» **THE PROBLEM**: Beginning with the line that has "Note: the class marks the smoke", please write out the remaining lines of the material exactly, the last one included.

----

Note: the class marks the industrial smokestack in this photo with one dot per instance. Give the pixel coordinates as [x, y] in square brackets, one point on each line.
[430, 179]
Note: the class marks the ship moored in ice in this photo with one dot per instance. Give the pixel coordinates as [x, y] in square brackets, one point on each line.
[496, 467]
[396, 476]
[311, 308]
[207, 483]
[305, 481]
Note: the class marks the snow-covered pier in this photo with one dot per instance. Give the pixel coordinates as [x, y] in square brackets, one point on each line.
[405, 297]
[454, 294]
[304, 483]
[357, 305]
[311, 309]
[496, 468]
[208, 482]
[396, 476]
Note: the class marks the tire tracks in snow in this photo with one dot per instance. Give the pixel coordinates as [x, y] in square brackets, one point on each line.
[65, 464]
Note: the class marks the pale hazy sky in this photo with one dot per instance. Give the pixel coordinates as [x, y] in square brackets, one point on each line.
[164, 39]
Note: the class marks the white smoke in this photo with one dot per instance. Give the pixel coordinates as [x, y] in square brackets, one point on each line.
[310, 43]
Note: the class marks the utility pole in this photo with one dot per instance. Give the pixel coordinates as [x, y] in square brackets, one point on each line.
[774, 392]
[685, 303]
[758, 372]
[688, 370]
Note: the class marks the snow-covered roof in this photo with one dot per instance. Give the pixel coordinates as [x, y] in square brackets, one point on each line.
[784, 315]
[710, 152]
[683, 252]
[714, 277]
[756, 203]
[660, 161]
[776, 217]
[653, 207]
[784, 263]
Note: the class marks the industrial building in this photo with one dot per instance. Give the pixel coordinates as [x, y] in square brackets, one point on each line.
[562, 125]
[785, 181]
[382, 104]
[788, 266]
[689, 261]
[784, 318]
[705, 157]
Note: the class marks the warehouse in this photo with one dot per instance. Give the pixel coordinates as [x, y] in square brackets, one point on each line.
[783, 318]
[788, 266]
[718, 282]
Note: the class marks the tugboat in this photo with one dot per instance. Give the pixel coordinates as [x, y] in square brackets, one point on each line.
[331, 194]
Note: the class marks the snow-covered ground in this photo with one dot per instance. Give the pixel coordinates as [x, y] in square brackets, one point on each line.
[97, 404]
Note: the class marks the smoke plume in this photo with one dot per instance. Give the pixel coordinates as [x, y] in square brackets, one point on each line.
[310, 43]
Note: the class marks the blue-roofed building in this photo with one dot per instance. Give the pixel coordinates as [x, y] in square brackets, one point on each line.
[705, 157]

----

» **RESULT OF THIS TASK**:
Note: the class marks the smoke plume in this photo with one dot per instance. Give the pixel coordinates as [x, y] in square brackets, one point on each line.
[310, 43]
Note: the class marks the blue-roofed building in this photo with one dot per instance. Give the pixel coordinates as [x, y] in square brackets, one point on each line.
[705, 157]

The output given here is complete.